Rewrite the entries from the start through the line containing "0 0 284 204", inclusive, with "ski suit" changed to "snowsuit" and nothing else altered. Return only those lines.
┌────────
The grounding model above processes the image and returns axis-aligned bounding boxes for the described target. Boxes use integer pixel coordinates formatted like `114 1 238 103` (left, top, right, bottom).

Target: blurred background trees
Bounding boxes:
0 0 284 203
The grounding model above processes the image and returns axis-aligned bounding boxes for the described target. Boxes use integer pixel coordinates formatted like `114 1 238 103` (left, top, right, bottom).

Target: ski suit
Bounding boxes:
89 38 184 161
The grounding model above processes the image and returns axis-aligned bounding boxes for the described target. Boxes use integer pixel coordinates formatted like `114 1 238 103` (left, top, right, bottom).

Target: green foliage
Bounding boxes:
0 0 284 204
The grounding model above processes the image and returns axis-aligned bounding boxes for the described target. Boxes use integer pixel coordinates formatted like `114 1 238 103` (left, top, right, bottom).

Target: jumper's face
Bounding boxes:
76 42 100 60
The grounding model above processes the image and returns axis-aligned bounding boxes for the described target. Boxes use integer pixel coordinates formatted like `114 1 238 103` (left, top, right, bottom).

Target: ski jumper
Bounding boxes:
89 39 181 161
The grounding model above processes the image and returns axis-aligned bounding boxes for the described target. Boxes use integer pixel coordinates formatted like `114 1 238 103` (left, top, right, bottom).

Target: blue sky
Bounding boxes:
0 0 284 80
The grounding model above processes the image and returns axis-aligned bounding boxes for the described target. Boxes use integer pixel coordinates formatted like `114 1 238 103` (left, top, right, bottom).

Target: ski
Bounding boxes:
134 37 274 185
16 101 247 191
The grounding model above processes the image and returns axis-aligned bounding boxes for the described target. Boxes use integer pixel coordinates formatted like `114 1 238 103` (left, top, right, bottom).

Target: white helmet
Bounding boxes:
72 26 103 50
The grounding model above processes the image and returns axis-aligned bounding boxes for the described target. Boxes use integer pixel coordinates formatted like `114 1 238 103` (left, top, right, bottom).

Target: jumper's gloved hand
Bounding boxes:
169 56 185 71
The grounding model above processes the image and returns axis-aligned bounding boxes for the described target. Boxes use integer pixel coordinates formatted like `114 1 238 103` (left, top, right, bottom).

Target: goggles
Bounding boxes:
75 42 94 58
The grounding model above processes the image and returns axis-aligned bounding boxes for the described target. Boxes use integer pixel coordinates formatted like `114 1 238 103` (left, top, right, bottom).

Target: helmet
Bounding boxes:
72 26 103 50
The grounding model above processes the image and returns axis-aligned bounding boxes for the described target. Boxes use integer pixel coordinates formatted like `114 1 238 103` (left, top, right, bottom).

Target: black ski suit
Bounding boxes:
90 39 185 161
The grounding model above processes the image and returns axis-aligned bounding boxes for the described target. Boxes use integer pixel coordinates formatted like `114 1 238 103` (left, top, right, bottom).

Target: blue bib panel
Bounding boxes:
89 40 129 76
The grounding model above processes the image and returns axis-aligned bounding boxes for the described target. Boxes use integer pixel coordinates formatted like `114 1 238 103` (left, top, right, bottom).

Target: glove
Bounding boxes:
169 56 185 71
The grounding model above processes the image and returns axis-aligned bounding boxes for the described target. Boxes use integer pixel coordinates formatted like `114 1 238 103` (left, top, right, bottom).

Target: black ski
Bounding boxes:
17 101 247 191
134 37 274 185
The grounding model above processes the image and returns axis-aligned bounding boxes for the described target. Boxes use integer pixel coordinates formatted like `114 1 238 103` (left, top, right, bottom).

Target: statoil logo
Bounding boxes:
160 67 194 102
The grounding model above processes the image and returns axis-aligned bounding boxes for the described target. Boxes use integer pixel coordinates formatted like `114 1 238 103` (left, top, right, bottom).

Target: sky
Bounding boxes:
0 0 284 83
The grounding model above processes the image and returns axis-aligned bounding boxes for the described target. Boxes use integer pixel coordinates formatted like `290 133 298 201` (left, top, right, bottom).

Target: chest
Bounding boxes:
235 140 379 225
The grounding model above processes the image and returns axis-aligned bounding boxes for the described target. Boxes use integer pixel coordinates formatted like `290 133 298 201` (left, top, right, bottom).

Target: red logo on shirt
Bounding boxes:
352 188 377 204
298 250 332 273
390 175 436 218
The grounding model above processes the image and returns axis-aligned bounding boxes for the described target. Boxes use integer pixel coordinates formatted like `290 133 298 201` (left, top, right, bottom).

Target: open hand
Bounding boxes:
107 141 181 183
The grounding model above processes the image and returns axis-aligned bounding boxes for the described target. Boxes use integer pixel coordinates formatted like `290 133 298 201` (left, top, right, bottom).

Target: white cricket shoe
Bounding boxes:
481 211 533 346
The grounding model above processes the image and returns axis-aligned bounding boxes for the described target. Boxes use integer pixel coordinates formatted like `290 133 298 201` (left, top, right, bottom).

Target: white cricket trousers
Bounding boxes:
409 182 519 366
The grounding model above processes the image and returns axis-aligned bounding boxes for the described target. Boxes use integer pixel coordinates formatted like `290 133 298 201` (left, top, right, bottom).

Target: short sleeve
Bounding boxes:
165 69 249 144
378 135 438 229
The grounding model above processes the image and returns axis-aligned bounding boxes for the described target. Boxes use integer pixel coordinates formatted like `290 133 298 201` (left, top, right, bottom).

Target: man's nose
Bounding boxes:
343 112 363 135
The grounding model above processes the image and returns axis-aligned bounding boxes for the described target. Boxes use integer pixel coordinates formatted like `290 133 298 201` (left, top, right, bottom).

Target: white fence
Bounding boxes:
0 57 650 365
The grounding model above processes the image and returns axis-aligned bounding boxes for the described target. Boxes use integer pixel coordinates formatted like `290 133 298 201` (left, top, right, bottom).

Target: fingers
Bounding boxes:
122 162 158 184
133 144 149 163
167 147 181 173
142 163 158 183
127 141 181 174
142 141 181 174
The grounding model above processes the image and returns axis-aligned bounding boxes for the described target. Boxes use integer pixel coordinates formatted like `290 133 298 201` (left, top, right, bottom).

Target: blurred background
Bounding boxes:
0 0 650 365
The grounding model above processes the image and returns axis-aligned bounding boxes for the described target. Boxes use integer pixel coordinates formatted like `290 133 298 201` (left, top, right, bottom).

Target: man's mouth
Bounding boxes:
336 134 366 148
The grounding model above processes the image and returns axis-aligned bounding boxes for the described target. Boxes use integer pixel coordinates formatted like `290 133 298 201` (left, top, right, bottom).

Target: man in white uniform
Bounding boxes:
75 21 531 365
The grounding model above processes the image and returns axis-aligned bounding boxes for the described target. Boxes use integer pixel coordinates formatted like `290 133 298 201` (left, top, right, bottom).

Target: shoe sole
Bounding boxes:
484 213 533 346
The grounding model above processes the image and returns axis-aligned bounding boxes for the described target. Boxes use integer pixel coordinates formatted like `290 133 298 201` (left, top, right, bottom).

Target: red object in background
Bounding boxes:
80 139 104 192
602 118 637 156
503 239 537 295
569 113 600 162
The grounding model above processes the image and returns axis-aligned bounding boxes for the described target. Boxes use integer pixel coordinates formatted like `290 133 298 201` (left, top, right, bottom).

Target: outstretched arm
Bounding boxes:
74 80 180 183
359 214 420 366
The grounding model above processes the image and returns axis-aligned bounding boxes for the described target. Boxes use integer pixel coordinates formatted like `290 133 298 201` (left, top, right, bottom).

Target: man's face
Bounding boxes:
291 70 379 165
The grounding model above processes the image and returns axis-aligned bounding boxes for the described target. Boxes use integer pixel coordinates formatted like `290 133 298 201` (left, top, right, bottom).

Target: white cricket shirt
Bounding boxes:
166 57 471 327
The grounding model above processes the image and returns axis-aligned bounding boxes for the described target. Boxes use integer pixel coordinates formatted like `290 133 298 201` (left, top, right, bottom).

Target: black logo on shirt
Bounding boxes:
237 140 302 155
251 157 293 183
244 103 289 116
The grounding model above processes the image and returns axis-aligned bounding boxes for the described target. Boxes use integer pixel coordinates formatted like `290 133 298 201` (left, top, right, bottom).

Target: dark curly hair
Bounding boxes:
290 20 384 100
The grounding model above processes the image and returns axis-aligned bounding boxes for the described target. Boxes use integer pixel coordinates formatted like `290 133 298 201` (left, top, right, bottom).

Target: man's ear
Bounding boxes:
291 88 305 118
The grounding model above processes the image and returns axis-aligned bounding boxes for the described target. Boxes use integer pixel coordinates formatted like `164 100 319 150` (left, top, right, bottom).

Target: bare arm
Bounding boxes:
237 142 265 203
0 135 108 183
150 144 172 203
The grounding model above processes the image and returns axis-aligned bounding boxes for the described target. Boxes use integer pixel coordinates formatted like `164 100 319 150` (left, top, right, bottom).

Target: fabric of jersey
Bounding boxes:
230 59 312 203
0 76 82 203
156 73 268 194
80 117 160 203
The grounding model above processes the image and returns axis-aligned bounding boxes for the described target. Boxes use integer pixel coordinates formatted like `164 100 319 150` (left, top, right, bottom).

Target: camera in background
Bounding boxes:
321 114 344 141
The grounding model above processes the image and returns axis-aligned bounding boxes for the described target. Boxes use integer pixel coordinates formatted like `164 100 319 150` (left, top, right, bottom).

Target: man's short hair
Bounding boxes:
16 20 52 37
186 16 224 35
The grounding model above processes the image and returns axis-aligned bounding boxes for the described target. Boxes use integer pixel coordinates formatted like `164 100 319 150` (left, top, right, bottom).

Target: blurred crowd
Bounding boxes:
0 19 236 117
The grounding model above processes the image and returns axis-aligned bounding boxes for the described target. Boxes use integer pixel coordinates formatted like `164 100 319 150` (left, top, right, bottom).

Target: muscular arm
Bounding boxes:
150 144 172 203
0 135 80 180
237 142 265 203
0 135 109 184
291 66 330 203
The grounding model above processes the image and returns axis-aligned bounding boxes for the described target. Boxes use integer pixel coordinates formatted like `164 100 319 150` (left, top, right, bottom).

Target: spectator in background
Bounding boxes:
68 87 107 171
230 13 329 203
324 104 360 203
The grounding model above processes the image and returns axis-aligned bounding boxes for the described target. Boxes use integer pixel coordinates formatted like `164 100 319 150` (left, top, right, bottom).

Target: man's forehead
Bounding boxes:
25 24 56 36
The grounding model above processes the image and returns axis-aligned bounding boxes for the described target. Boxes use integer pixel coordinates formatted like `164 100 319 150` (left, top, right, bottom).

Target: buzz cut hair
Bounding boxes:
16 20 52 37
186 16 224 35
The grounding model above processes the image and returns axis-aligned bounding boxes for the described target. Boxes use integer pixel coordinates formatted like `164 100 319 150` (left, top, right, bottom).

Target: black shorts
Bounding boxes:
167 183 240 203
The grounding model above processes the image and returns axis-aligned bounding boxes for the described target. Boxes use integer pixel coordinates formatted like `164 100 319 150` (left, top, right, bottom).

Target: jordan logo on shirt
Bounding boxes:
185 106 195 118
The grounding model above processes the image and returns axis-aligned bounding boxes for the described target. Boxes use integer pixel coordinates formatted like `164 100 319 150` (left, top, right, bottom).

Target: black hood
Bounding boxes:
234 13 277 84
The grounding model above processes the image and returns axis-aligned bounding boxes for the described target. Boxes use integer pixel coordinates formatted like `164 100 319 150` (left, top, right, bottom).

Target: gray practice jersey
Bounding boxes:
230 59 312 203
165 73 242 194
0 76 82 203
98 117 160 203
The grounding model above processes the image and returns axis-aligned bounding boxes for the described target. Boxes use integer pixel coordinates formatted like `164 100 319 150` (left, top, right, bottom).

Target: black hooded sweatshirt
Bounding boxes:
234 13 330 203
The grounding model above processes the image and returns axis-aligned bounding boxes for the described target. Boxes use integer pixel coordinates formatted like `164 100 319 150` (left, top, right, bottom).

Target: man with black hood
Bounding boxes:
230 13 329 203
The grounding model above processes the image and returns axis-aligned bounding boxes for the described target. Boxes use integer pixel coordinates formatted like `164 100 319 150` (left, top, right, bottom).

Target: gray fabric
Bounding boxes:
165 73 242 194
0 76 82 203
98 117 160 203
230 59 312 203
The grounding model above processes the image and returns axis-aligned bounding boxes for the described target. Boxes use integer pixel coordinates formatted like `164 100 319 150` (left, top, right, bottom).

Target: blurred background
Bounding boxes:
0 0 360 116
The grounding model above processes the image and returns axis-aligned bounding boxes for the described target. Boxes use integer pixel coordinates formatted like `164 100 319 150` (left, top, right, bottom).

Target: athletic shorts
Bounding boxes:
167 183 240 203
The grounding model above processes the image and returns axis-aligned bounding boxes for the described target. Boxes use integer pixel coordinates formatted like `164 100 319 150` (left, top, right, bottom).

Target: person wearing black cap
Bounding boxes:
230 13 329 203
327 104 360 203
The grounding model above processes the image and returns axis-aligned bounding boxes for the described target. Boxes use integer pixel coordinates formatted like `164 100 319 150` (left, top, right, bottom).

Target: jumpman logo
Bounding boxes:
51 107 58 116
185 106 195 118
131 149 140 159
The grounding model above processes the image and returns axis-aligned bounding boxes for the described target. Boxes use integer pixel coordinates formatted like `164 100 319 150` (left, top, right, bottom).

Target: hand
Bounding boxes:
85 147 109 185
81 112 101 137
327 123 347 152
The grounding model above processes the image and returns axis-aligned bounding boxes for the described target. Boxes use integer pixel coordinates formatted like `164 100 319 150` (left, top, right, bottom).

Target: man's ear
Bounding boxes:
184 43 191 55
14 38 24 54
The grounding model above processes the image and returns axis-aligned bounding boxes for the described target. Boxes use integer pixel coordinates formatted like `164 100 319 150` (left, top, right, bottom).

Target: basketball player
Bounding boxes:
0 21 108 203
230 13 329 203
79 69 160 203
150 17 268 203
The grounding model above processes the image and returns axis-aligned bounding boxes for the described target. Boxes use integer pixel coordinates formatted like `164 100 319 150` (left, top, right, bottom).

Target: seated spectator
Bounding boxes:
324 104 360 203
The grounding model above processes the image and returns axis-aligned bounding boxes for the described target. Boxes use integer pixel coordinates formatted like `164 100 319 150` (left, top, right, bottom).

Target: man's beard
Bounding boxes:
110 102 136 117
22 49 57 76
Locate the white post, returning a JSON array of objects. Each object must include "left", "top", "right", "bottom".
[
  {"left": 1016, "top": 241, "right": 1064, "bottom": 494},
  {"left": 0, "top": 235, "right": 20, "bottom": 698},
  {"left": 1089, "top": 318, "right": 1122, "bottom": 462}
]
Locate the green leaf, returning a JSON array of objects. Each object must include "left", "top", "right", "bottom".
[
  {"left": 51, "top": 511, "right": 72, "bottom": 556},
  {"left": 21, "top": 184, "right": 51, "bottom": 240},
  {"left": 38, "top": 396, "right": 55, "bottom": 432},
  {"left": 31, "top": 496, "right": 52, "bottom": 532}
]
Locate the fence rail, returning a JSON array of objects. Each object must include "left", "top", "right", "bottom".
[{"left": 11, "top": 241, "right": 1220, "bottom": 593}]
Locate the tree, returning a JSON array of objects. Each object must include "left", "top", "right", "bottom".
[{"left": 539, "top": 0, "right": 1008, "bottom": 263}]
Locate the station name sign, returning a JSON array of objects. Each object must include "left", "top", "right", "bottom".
└────────
COMPLETE OUTPUT ::
The grounding model above processes the image and returns axis-aligned bounding boxes for the described target. Boxes use integer pixel coordinates formatted like `114 1 238 103` (left, top, right, bottom).

Target: blurred background trees
Bounding boxes:
0 0 284 203
The grounding model above processes the image and returns axis-aligned bounding boxes for the described target. Boxes use integer pixel coordinates formatted like `114 1 238 103` (left, top, right, bottom).

Target: snowsuit
Bounding boxes:
89 38 184 161
The grounding model above processes the image and returns axis-aligned bounding boxes for the described target. Boxes use integer pixel coordinates formatted like `114 1 238 103` (left, top, right, bottom).

Target: green foliage
Bounding boxes:
0 0 284 204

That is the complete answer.